[Excerpts from location labeling data]
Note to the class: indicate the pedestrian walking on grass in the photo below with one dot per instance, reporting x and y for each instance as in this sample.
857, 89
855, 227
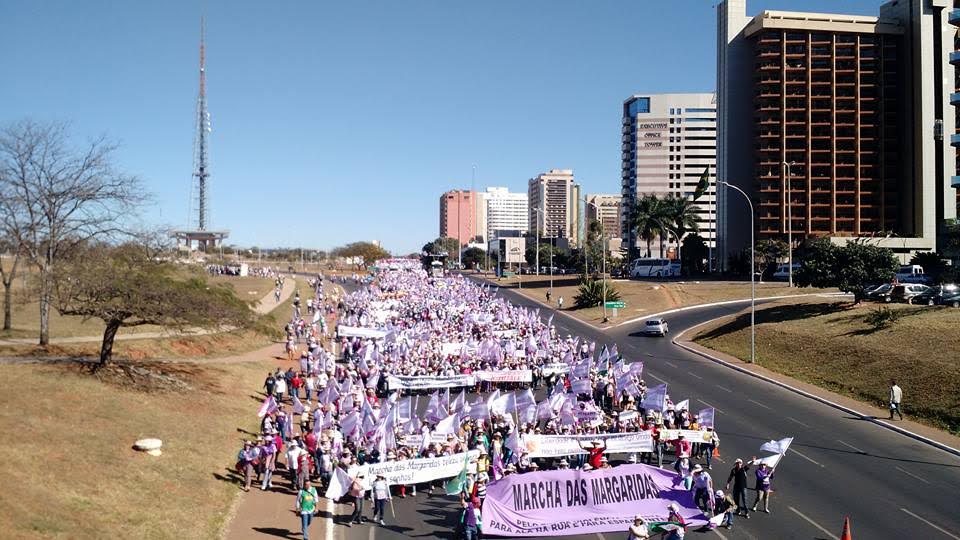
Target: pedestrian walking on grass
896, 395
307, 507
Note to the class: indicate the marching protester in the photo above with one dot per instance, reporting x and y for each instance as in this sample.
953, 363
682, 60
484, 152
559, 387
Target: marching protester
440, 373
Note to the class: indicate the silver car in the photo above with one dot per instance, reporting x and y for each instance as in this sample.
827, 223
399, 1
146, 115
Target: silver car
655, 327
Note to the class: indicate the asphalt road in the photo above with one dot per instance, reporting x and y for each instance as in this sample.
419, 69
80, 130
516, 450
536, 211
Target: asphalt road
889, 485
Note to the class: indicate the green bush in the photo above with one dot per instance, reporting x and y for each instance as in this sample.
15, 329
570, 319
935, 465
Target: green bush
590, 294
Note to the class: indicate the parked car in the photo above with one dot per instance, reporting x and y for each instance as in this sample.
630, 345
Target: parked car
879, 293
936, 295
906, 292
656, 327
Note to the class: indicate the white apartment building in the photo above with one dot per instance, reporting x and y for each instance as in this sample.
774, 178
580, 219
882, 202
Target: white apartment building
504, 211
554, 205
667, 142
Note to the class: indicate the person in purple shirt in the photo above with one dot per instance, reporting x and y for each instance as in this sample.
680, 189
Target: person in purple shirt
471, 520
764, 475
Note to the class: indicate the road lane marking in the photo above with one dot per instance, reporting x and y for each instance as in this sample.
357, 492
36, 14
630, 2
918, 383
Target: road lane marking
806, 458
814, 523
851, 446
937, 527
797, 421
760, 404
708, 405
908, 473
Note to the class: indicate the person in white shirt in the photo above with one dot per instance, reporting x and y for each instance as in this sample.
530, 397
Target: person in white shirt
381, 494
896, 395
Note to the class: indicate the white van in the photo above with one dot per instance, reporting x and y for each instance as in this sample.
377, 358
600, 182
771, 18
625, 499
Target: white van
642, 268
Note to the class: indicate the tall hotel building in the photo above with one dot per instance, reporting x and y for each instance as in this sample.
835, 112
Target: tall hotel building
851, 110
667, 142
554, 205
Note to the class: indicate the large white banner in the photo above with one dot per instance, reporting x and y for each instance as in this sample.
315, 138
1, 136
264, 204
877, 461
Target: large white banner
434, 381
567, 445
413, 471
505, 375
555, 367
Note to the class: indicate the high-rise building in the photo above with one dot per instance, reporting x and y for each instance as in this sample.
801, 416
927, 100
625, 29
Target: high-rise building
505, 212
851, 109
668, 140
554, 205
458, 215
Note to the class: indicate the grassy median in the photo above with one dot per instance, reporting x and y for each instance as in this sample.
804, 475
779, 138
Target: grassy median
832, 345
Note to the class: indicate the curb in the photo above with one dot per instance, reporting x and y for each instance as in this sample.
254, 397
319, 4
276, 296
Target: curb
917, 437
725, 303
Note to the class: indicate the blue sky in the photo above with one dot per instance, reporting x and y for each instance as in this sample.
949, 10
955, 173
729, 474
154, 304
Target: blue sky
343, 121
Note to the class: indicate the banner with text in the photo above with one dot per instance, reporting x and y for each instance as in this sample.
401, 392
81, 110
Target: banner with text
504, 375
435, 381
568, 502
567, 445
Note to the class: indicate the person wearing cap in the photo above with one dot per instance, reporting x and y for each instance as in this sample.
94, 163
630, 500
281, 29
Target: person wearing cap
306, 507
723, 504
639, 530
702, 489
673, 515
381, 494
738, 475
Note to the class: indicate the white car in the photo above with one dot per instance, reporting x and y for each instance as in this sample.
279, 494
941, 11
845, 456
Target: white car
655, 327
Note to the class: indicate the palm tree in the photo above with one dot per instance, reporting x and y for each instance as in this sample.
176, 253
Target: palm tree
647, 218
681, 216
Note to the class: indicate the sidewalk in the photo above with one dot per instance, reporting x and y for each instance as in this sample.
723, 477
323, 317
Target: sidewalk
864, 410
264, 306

* * *

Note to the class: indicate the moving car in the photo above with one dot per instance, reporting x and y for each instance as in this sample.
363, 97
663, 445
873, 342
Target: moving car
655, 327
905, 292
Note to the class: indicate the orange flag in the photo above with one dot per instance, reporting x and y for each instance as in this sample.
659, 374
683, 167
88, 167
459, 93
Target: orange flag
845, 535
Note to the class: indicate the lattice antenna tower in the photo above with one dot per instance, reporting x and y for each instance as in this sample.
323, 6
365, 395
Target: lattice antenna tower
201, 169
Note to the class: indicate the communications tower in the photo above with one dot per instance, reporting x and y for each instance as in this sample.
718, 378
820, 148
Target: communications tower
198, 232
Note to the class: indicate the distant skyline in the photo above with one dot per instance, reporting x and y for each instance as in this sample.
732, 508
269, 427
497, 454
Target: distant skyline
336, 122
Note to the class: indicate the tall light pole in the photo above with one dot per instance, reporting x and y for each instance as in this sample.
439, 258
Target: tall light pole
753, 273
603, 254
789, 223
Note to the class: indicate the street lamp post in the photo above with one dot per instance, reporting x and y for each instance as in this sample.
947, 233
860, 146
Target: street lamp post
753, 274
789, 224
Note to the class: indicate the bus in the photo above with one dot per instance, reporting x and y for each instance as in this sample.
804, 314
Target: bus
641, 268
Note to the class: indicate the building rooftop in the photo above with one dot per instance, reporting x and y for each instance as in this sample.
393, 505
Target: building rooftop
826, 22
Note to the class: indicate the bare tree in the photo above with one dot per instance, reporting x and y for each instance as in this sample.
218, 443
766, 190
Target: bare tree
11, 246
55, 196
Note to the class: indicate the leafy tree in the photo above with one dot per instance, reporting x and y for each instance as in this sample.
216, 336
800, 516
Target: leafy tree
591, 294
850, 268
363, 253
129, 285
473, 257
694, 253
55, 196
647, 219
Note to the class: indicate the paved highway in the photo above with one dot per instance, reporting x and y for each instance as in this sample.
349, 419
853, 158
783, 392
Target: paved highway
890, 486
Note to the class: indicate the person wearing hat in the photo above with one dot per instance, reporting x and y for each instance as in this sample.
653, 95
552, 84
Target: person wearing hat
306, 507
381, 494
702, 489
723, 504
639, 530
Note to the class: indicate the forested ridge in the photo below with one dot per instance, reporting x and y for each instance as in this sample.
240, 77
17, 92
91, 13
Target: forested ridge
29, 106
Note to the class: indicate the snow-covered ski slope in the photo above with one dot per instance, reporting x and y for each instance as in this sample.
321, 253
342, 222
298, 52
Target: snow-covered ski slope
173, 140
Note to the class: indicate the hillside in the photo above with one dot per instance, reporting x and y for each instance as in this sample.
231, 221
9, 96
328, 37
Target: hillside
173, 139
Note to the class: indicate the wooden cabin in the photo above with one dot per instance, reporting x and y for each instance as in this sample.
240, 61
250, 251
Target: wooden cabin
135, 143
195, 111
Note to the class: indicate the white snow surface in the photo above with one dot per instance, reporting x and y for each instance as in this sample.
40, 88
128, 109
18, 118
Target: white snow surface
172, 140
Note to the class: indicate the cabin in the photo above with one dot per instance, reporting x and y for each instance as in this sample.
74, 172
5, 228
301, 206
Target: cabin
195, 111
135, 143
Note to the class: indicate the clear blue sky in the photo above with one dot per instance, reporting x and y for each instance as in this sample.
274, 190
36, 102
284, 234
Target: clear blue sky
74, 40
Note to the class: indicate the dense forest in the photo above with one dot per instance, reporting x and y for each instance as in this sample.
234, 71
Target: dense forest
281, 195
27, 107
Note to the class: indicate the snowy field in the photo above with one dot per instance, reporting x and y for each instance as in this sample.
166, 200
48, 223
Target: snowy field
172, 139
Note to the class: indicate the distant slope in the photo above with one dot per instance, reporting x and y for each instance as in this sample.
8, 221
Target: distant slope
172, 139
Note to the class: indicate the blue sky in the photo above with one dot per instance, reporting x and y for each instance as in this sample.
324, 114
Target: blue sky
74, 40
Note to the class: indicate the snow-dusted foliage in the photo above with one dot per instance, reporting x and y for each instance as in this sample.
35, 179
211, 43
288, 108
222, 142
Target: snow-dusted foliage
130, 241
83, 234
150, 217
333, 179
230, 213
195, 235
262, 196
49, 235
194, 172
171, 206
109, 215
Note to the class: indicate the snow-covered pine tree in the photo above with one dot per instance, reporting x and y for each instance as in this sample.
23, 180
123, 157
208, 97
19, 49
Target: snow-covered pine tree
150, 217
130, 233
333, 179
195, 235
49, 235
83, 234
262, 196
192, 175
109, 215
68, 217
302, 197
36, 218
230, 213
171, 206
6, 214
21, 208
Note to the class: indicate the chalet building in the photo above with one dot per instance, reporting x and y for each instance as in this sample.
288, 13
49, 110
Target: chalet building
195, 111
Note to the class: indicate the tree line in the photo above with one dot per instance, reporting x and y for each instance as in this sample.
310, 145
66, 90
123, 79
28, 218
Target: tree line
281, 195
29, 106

---

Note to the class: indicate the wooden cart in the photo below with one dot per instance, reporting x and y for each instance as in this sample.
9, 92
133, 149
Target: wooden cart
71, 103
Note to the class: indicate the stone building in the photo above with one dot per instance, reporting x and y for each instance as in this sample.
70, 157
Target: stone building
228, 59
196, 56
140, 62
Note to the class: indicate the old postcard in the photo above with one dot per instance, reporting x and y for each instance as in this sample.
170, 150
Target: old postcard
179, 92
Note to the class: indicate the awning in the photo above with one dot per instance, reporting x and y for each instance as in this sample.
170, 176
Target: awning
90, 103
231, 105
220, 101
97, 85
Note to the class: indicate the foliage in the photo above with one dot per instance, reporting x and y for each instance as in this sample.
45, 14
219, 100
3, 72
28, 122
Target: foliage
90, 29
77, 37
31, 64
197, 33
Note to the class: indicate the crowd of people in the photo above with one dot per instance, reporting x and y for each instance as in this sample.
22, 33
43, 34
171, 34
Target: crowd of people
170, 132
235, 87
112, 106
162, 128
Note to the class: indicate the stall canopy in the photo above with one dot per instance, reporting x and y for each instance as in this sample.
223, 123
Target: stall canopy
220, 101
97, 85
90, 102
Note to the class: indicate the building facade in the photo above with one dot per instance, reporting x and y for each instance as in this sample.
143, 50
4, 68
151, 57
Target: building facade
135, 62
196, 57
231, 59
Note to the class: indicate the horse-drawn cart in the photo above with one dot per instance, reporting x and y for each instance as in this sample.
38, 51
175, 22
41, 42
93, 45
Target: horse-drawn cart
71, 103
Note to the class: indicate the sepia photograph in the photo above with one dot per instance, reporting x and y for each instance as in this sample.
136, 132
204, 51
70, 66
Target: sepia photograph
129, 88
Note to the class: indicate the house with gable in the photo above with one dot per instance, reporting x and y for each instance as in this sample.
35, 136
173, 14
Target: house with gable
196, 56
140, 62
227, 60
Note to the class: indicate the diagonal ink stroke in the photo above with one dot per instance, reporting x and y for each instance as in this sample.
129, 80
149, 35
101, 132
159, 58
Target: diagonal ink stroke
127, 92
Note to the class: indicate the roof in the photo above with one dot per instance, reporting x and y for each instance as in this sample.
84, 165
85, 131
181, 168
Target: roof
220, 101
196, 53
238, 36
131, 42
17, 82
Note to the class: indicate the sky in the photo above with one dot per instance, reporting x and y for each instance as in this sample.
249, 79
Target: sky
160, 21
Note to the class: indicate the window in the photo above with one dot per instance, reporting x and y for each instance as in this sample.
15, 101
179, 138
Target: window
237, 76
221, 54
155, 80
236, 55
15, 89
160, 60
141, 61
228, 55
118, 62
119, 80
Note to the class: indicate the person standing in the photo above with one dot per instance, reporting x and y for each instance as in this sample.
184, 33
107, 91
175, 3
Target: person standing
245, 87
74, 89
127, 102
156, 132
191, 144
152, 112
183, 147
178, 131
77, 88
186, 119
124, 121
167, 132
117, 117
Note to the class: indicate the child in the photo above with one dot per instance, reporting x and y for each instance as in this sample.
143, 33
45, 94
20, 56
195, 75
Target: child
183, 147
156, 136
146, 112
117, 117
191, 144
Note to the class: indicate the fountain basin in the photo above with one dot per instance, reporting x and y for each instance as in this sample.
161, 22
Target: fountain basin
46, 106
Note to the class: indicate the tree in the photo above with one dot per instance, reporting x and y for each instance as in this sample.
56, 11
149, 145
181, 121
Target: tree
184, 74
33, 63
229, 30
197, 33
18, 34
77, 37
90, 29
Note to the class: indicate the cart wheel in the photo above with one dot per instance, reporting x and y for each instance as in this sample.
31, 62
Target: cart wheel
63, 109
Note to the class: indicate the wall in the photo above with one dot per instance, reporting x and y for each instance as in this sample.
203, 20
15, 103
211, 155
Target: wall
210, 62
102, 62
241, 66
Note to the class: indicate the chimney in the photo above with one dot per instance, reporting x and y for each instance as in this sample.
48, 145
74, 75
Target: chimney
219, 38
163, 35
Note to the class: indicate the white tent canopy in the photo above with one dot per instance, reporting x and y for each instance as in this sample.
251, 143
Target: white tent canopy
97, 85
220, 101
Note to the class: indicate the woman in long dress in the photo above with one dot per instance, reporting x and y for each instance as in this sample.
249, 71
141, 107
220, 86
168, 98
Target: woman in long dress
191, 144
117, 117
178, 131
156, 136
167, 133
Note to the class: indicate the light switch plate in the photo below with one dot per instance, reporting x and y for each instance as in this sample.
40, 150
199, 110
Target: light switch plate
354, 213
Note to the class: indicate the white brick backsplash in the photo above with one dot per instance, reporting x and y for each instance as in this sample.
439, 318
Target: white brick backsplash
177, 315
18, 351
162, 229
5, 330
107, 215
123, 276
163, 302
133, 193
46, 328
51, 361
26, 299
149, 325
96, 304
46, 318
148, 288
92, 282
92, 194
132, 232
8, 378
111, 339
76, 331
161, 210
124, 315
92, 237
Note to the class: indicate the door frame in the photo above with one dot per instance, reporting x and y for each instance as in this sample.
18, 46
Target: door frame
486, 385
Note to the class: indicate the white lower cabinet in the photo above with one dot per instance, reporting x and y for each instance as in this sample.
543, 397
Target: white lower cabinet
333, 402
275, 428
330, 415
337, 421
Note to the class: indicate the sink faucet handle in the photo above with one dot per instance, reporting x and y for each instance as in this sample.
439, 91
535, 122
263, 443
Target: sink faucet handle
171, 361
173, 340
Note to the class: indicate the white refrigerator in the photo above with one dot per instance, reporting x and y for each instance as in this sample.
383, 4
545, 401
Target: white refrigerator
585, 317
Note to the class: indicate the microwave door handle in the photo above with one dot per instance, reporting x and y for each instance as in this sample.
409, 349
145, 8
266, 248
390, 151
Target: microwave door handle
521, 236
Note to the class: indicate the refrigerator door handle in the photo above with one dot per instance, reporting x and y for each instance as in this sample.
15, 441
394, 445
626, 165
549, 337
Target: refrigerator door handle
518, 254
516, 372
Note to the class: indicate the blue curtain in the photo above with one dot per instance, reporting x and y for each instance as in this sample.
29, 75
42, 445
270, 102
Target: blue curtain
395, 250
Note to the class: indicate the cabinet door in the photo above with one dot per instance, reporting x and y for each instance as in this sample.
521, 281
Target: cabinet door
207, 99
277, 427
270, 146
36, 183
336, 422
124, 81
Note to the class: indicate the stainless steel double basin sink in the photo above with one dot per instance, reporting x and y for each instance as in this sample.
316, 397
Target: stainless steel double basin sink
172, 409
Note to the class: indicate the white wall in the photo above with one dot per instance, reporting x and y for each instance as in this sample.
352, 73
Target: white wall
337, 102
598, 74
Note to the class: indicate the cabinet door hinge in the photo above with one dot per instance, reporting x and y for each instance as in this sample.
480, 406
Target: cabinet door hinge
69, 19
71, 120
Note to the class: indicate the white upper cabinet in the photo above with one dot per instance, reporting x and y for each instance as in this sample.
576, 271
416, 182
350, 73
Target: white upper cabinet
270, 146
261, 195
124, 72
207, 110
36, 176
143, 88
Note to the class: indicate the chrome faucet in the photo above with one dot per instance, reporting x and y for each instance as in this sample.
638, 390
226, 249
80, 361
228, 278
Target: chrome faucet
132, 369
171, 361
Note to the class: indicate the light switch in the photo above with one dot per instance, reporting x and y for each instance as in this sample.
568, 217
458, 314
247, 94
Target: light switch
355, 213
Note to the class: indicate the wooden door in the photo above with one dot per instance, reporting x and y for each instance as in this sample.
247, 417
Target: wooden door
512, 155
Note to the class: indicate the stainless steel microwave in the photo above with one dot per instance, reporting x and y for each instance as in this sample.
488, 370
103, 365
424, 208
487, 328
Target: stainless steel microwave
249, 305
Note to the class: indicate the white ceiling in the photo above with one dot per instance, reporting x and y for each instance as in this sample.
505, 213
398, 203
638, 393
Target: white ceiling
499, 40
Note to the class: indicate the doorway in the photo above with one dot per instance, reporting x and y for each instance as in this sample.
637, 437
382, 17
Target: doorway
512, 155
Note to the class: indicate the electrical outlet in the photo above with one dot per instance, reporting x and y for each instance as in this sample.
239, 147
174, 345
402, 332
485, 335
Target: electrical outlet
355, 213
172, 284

**OBJECTIVE**
Which lines in the material contain the word "bare"? Find them all and copy each one.

**SOLUTION TO THIS TASK**
Note to the class: indicate the bare tree in the photo above with one dot per instance, reporting x and y for each instance as in this sample.
Target: bare tree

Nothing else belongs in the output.